**What the task asks**.
Each line from the one that contains "Game engine object recognition — detect terracotta" through the end of the entries should be repeated exactly, with nothing added.

**Given entries**.
▼▼▼

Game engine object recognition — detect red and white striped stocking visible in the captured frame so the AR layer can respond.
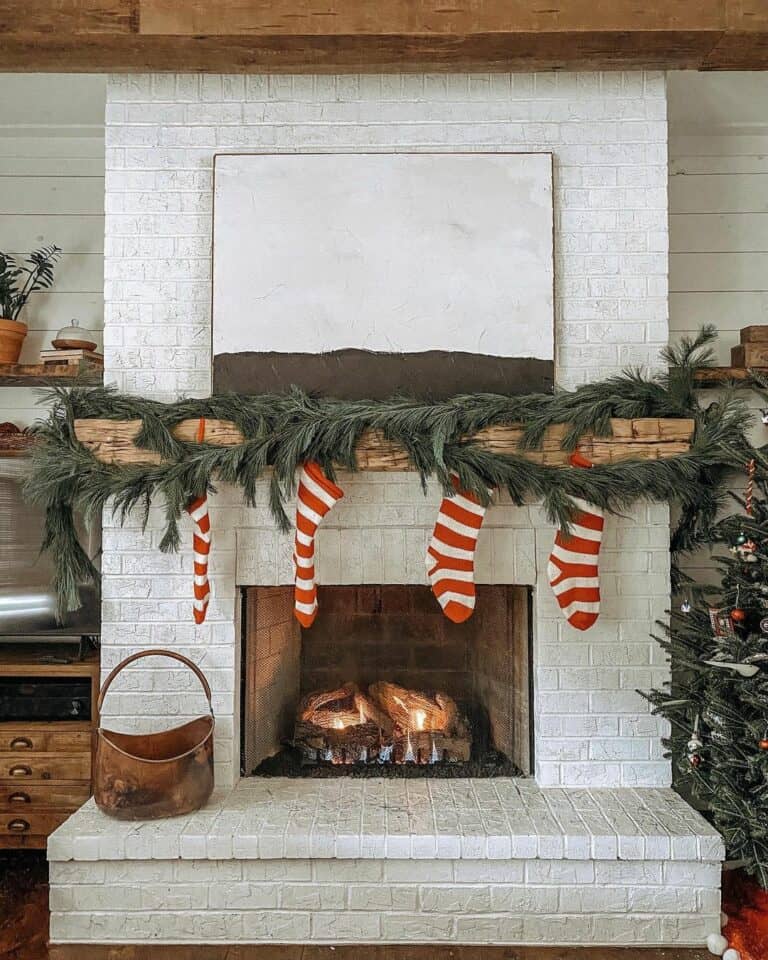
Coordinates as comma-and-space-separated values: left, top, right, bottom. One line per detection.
294, 462, 344, 628
187, 494, 211, 625
425, 473, 488, 624
186, 418, 211, 625
547, 453, 604, 632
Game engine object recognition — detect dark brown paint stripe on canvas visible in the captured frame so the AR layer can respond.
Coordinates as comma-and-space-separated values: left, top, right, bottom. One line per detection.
213, 350, 554, 400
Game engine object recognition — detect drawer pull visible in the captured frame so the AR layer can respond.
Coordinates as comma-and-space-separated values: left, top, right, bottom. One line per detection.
10, 737, 33, 750
7, 818, 30, 833
8, 792, 31, 804
9, 765, 32, 778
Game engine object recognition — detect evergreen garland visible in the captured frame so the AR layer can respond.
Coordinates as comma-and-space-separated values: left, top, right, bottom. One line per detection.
25, 327, 750, 620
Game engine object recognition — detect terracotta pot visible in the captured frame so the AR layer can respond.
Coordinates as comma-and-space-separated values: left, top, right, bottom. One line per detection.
0, 318, 27, 364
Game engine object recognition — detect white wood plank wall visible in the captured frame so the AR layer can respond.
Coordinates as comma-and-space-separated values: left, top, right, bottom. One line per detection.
670, 134, 768, 359
0, 75, 105, 427
668, 73, 768, 583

▲▲▲

**Task response**.
Game engine object recognition — detect terracotta pot visible in the captured frame so the AR layer can respond.
Coordinates as comma-and-space-separated values: left, top, right, bottom. One line per detection.
0, 318, 27, 364
Game engine object recognition — detect white wood plank wall visible in the captured frame so the AR layer can respond.
Coordinates as comma-and-space-separated values: left, top, right, bottom. One line per detection.
670, 134, 768, 359
0, 75, 105, 427
668, 73, 768, 583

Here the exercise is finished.